> _Exercise brief_
If pictures appear among the lines below, leave them out while you return exactly the lines from the one with "User intent: locate the autumn" through the one with "User intent: locate the dirt".

> _Excerpted data_
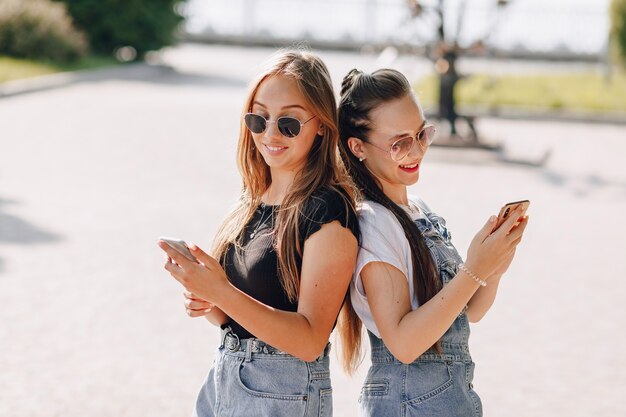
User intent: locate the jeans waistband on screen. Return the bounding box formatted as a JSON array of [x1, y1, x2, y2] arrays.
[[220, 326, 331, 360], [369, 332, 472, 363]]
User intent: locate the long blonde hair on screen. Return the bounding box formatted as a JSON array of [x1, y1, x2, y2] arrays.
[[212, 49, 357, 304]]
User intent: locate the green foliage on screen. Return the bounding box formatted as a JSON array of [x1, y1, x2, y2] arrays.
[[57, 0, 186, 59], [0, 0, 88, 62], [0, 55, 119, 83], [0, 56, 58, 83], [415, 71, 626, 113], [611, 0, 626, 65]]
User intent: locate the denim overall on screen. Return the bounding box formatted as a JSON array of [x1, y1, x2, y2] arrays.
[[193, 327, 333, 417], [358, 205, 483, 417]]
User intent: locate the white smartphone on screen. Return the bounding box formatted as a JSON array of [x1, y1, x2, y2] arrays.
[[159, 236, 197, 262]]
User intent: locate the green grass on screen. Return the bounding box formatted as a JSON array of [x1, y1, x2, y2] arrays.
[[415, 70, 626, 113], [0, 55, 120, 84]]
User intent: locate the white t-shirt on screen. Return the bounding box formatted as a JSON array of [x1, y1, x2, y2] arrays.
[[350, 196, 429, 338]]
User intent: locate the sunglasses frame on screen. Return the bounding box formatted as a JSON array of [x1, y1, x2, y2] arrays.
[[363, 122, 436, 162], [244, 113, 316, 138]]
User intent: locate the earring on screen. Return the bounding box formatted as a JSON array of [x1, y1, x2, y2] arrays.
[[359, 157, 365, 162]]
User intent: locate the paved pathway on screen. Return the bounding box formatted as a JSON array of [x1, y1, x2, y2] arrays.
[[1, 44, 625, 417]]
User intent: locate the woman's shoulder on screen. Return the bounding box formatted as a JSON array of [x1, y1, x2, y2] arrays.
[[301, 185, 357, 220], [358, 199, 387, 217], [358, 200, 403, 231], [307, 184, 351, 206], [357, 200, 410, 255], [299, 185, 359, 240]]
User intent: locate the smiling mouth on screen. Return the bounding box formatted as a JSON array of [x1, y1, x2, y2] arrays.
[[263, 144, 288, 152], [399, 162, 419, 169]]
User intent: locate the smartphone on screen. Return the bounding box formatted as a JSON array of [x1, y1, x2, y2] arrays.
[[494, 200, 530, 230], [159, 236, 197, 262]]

---

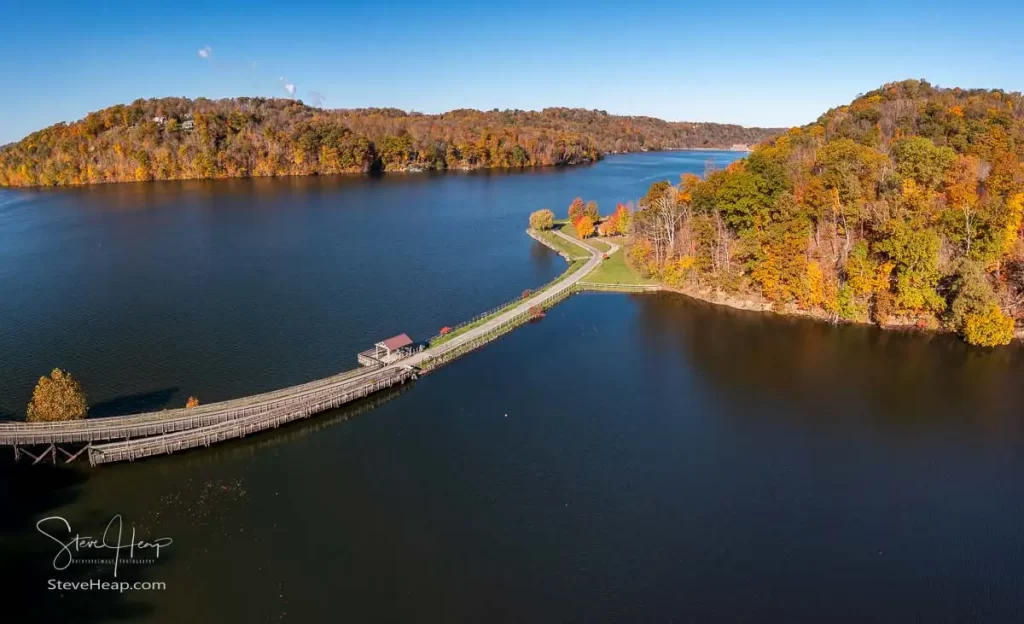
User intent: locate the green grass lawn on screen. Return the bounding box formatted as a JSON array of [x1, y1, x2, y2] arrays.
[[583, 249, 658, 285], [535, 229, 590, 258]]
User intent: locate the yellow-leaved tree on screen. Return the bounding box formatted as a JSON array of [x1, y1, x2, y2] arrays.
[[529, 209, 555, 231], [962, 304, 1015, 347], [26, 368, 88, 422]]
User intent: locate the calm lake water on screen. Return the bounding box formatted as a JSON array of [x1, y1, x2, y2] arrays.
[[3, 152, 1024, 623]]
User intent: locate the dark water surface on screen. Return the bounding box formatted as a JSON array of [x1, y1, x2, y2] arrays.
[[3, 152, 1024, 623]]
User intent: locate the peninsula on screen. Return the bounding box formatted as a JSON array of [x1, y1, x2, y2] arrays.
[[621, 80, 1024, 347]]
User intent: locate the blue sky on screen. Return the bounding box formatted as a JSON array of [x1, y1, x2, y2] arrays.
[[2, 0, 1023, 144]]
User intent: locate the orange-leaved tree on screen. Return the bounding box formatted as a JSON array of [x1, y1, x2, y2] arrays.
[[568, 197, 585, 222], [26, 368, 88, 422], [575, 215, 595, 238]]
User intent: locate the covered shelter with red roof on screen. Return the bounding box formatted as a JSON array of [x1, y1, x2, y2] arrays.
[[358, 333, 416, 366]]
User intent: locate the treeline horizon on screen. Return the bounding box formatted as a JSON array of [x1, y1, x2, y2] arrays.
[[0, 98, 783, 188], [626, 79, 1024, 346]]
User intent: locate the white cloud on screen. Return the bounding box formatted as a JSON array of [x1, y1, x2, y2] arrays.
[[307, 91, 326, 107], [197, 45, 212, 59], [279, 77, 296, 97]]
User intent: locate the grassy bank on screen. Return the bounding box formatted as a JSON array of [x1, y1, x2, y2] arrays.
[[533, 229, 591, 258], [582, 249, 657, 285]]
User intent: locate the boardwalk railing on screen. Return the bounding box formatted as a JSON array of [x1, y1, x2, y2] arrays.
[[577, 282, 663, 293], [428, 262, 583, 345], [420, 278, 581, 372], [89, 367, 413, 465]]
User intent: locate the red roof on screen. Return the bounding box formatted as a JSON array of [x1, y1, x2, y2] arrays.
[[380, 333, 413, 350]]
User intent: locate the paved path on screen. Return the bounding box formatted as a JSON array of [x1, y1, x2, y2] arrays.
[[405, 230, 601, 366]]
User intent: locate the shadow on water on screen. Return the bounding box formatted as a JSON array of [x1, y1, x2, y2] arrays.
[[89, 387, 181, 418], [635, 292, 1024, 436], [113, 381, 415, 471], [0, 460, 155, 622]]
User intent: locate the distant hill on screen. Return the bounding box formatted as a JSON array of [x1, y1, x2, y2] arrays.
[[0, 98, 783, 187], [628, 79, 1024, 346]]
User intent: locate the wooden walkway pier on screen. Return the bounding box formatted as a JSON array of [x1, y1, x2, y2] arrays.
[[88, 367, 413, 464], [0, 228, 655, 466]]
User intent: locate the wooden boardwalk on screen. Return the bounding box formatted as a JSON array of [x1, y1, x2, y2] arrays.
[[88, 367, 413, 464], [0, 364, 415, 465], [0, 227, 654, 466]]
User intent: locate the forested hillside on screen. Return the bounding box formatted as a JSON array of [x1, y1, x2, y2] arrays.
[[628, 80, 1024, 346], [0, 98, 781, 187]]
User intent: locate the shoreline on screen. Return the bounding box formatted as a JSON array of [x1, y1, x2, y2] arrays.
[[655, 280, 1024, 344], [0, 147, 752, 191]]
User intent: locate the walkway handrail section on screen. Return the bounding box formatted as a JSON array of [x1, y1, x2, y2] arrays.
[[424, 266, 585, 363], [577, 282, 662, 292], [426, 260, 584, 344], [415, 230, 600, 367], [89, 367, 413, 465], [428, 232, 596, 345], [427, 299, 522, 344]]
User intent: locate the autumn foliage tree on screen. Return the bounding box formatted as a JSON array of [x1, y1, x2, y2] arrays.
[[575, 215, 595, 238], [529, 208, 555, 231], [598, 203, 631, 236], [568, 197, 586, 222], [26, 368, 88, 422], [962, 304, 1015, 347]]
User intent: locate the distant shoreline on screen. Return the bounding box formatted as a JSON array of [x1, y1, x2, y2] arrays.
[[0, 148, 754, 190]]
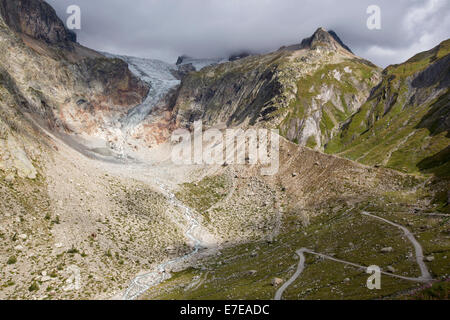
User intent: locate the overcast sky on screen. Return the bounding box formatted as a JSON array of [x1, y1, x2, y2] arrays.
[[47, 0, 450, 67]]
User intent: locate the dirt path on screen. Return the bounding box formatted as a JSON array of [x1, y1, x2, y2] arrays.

> _Worked solution_
User intent: locate the autumn foliage tree on screen. Return the bounding box formatted as a JSON array of [x1, y1, x2, y2] arrays.
[[575, 215, 595, 238], [529, 208, 555, 231], [598, 203, 631, 236], [568, 197, 586, 222], [26, 368, 88, 422], [962, 304, 1015, 347]]
User intent: locate the distant shoreline on screen. Return the bounding box formatted as a JSON array of [x1, y1, x2, y2] arrays.
[[0, 148, 754, 190]]
User intent: locate the overcast sky on screen. Return the bounding box formatted as a JSON array of [x1, y1, x2, y2] arrays.
[[47, 0, 450, 67]]
User intent: locate the dirt path on screen. Return the bounding box formatted as a JSON array of [x1, y1, x2, y2] arrays.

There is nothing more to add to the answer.